- [Problem]: Locate every line in the records below that contains the string "white", treating uppercase and lowercase as distinct, and copy each such line.

- [Records supplied]:
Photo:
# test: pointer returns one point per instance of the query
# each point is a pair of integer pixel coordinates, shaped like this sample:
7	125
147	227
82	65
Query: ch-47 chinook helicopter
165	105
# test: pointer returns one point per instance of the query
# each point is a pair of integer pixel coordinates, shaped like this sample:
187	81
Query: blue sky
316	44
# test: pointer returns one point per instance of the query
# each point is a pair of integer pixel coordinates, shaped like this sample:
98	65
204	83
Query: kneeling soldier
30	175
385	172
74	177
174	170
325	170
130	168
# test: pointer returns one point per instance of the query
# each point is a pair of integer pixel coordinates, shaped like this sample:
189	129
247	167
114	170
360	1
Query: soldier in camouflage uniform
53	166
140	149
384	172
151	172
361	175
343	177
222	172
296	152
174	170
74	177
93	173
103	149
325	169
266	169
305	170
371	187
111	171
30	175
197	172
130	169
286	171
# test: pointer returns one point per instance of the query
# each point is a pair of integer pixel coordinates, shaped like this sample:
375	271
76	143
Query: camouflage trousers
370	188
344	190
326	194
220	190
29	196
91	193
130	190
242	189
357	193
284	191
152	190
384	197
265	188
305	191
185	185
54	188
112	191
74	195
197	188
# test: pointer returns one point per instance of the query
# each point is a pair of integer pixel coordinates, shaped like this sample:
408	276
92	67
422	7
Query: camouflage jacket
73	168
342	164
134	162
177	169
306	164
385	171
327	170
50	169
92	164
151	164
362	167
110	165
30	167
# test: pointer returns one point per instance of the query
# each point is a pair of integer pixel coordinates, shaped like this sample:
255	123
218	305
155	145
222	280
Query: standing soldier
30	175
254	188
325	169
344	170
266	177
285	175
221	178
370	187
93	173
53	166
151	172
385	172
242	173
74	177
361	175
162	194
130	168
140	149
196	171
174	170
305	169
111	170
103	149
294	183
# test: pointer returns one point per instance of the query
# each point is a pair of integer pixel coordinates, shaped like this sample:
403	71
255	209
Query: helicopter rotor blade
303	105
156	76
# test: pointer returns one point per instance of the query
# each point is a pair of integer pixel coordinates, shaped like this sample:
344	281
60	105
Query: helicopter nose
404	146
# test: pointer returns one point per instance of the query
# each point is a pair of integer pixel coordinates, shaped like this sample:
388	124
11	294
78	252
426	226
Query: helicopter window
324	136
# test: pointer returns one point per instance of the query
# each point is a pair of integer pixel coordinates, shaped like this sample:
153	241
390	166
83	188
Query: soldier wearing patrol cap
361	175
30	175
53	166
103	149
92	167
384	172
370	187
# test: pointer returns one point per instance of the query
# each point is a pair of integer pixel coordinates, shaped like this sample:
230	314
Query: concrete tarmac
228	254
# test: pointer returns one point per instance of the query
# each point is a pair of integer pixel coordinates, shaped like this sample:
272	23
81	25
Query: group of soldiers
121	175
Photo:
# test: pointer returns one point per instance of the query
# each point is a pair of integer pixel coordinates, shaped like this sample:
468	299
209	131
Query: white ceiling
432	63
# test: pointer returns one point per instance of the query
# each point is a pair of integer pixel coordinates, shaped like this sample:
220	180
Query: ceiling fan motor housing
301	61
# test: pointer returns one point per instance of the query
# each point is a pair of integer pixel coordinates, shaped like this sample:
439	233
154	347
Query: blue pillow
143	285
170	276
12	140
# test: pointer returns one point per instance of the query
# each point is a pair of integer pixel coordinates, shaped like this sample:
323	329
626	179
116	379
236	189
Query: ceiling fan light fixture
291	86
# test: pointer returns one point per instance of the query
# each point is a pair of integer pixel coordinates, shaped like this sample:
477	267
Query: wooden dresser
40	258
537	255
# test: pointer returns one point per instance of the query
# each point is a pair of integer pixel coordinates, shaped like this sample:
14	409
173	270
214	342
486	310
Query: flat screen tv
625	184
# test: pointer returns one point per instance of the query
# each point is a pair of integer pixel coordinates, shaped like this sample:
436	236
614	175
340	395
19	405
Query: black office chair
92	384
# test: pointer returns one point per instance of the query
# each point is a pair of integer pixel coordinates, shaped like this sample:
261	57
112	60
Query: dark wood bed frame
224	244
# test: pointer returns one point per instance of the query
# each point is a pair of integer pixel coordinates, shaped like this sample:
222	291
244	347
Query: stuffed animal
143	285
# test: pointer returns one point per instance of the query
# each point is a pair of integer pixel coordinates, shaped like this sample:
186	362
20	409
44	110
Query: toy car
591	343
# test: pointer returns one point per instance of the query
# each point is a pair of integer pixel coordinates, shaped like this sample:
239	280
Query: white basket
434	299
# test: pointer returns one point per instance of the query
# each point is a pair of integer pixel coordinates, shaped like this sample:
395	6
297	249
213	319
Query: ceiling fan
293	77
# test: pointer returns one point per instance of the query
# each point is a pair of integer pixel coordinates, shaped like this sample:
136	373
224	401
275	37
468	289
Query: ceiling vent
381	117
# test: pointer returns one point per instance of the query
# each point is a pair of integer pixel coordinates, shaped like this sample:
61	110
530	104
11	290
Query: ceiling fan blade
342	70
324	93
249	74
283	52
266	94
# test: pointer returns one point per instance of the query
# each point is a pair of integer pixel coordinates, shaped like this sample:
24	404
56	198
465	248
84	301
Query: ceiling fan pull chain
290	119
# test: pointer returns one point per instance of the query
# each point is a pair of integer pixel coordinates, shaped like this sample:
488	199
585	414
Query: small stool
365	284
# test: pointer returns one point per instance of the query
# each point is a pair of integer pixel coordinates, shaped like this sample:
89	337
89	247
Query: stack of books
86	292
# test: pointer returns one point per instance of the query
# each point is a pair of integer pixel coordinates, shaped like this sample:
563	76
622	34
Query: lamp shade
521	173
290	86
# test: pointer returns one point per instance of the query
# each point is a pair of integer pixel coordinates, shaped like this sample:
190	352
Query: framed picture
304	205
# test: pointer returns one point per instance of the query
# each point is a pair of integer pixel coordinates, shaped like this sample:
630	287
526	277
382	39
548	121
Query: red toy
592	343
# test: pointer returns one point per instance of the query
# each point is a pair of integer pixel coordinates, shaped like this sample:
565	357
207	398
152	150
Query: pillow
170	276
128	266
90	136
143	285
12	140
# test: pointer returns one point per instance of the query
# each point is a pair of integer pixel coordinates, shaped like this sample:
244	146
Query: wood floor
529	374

- [Result of the exercise]:
Query: white ceiling
Query: white basket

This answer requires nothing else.